◆ **Data provided**
*** Begin section ***

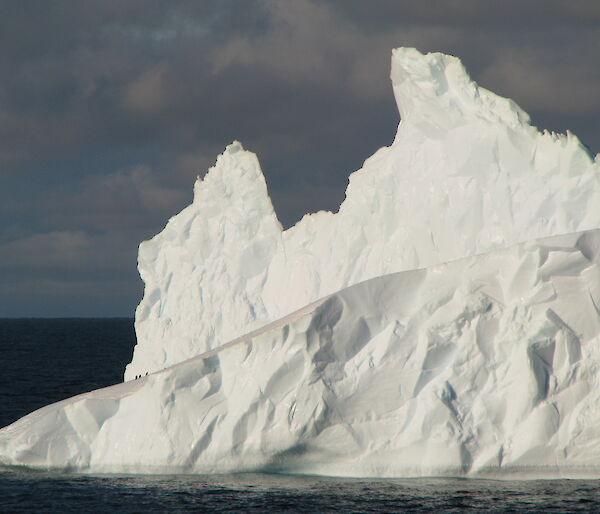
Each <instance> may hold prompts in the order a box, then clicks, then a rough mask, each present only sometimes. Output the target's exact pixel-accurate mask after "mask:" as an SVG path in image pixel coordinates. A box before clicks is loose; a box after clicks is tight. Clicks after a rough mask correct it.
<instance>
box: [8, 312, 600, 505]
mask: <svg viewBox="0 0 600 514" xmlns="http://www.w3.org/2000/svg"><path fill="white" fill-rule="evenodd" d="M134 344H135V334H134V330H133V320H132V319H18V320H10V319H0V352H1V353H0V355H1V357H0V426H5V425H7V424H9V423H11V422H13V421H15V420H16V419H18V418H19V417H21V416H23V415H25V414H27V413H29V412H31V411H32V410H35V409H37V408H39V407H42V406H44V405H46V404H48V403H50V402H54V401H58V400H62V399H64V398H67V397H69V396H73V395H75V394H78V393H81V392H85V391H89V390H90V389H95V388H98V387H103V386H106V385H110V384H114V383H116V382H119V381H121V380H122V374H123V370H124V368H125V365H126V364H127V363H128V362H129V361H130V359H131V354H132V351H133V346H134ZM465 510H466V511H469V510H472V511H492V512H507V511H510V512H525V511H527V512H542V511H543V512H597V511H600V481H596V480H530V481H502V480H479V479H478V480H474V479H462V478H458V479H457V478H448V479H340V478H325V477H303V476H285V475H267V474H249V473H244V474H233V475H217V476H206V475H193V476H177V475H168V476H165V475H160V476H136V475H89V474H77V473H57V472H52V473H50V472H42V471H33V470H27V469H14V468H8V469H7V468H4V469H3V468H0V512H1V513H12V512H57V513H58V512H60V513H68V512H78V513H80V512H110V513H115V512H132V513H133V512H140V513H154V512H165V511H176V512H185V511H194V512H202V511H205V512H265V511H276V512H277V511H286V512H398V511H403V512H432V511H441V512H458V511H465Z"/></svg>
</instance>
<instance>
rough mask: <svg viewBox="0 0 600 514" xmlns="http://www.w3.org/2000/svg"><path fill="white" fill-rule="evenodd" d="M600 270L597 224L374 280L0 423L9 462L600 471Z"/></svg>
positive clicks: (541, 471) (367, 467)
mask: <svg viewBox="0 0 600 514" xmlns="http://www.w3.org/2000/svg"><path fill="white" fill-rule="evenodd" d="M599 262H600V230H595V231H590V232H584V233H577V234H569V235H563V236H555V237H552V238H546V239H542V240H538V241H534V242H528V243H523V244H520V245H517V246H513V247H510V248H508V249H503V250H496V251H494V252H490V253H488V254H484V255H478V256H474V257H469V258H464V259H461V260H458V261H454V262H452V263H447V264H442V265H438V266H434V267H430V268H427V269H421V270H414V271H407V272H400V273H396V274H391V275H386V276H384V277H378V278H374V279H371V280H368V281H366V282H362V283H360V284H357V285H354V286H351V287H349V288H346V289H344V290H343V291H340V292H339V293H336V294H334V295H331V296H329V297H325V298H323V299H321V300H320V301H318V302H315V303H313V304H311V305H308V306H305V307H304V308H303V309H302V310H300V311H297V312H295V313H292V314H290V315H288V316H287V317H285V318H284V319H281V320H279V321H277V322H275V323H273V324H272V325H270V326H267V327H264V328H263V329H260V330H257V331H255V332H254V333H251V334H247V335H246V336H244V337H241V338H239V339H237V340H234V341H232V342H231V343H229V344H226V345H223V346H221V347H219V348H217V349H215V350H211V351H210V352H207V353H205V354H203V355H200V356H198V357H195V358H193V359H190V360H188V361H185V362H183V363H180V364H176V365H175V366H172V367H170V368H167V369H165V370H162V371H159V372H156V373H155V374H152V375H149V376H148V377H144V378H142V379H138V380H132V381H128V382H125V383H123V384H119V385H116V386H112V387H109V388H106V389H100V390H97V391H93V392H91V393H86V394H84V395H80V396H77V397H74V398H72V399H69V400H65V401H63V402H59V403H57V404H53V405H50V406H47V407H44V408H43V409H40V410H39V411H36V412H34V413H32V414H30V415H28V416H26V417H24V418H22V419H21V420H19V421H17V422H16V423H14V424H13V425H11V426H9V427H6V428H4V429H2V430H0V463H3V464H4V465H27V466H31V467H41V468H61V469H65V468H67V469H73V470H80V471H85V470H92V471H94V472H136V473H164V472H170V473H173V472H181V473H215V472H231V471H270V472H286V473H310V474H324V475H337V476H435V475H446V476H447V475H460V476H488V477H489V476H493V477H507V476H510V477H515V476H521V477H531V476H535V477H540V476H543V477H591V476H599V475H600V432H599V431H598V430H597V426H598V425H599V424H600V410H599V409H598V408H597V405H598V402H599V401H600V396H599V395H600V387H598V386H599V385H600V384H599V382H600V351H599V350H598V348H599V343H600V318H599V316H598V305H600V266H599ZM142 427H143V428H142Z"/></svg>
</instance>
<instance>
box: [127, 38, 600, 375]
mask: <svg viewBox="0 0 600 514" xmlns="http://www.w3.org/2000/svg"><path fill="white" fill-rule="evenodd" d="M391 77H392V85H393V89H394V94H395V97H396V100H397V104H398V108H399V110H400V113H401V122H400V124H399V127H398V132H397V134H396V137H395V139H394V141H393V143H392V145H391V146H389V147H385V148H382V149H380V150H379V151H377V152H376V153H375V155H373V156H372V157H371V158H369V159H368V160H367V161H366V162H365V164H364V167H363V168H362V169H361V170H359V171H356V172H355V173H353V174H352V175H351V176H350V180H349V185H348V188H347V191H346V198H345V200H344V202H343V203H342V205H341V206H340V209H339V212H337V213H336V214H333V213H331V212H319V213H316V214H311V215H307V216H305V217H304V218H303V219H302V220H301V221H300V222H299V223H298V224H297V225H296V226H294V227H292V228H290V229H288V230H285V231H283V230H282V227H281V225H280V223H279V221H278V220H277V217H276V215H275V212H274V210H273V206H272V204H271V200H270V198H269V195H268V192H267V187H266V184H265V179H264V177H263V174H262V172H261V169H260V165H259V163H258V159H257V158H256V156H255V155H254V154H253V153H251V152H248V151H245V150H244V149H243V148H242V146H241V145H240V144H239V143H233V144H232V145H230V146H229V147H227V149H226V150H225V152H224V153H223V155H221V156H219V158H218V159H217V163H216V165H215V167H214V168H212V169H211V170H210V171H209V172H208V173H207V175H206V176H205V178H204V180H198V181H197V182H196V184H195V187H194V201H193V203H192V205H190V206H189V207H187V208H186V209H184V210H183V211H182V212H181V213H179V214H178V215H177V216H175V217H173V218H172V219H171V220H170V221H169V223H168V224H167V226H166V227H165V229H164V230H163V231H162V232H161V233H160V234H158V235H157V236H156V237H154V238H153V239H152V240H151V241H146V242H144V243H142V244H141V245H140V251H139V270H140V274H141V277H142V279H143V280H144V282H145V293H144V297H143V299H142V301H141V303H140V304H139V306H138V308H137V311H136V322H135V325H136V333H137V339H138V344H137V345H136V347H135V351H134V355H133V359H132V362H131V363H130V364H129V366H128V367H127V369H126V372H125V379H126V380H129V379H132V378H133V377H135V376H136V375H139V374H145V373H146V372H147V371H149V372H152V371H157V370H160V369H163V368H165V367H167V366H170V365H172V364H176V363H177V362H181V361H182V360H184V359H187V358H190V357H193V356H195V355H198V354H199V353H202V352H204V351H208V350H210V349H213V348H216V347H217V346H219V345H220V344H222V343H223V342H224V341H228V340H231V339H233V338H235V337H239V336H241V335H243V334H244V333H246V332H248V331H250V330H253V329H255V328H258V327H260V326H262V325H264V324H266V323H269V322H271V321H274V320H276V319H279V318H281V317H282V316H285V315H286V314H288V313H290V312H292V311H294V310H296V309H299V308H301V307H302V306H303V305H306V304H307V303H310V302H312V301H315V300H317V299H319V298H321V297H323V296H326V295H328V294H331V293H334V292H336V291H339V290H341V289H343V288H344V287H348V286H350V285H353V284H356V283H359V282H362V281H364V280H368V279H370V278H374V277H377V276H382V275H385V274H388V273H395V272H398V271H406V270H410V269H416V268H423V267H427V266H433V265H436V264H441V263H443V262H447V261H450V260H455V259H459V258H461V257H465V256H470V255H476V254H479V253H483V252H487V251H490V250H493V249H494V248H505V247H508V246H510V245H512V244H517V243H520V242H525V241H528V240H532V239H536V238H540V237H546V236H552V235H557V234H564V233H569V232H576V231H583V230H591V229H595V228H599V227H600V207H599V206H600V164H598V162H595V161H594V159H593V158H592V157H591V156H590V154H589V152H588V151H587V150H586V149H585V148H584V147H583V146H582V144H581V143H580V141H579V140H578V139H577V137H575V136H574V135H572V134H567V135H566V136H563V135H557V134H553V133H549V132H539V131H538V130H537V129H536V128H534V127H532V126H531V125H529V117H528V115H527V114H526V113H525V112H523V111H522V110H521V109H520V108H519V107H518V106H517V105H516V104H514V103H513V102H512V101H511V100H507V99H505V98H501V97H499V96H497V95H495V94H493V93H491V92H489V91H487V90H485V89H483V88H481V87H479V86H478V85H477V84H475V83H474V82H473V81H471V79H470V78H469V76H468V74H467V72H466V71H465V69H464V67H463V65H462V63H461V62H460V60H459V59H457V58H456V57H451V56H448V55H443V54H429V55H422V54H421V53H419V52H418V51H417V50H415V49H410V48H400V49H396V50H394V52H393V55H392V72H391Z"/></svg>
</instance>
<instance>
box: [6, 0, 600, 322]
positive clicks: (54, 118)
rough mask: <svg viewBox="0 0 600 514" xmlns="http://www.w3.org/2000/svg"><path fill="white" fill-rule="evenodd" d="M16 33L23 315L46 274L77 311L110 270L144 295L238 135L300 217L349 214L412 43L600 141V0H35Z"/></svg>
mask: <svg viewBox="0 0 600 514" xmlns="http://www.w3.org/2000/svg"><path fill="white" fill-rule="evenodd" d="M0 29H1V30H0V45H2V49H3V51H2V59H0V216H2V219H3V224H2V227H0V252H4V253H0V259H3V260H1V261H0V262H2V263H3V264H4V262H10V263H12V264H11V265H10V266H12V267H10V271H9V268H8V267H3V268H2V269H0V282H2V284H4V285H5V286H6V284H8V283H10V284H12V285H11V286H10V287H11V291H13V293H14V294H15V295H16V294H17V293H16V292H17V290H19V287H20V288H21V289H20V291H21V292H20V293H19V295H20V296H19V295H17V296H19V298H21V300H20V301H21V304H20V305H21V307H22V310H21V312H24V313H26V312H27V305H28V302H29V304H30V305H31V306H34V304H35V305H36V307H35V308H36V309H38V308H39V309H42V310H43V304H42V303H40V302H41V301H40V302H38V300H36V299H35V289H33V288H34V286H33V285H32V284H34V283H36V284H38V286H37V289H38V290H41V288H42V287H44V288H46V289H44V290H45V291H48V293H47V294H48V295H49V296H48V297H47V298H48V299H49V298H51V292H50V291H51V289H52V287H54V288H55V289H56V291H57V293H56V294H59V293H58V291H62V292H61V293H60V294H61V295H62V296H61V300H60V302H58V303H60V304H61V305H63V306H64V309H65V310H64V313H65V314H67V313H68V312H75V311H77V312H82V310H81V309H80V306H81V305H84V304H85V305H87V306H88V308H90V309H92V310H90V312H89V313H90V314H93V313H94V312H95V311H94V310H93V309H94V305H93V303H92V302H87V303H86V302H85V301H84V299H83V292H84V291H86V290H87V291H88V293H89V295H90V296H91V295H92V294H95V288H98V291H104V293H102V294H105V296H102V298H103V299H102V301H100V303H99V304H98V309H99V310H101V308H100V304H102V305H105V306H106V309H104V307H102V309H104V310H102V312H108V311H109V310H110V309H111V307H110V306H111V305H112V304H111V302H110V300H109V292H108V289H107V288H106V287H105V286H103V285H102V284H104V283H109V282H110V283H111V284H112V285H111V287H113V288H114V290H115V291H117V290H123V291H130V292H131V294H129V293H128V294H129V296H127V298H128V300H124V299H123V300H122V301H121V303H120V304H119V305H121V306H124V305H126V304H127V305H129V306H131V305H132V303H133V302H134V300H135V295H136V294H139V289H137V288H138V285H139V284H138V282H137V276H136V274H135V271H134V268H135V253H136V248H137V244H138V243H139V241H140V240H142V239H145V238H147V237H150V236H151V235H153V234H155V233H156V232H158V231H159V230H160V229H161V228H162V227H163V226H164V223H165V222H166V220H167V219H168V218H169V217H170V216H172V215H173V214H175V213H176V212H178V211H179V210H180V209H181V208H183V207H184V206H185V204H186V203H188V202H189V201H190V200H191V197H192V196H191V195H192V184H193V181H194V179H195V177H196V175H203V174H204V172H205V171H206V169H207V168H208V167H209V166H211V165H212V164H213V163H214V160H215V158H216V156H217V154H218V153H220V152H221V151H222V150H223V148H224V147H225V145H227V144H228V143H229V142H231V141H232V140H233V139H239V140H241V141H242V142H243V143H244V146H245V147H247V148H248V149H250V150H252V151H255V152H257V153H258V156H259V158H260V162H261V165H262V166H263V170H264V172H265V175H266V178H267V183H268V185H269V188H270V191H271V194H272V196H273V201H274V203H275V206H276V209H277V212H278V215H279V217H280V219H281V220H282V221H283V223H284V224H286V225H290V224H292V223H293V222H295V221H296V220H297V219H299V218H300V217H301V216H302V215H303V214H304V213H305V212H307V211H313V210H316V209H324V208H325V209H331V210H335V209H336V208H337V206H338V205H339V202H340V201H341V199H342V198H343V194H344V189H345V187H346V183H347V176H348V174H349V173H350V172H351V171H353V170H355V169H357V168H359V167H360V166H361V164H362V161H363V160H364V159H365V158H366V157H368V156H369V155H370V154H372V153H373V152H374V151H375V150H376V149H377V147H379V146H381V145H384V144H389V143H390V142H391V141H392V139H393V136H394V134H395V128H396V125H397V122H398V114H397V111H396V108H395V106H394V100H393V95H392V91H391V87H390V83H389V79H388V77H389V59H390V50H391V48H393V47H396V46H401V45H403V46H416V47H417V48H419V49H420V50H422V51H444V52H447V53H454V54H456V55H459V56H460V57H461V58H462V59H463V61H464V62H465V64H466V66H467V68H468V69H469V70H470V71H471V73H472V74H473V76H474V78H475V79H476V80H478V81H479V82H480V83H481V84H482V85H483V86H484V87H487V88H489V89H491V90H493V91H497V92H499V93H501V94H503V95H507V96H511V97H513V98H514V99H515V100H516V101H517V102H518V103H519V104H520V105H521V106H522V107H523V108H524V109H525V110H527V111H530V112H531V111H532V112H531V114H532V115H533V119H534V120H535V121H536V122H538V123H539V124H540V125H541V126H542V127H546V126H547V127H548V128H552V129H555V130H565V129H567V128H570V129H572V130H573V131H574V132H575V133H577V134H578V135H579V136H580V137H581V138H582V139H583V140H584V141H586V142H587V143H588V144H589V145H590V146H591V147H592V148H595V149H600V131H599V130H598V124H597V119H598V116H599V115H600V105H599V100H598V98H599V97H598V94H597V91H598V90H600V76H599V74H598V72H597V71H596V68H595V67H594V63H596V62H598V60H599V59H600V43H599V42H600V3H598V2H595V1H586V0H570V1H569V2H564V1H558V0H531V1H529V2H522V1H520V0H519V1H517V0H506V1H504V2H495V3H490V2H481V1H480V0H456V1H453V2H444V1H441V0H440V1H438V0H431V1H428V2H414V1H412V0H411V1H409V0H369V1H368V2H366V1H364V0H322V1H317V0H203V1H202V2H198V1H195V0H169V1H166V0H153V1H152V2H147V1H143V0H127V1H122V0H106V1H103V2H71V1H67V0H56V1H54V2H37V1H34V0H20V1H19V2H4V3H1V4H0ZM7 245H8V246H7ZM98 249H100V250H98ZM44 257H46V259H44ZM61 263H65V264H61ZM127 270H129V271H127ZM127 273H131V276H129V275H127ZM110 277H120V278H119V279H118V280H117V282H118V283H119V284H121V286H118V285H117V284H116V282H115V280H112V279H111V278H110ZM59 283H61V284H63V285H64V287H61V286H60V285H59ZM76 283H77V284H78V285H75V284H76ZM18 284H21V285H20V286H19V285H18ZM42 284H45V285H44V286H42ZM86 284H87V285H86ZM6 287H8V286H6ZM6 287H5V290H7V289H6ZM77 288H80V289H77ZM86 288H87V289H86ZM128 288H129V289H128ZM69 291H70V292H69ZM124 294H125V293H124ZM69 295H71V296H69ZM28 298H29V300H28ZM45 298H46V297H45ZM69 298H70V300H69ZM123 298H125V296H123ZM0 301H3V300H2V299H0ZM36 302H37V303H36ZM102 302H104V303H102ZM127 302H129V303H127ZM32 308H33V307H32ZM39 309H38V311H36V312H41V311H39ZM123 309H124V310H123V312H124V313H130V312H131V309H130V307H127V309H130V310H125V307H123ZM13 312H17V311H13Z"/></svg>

*** End section ***

◆ **Prompt**
Look through the material above for "positive" and copy the lines that have it.

◆ **Written reply**
positive clicks: (541, 471) (367, 467)
positive clicks: (54, 118)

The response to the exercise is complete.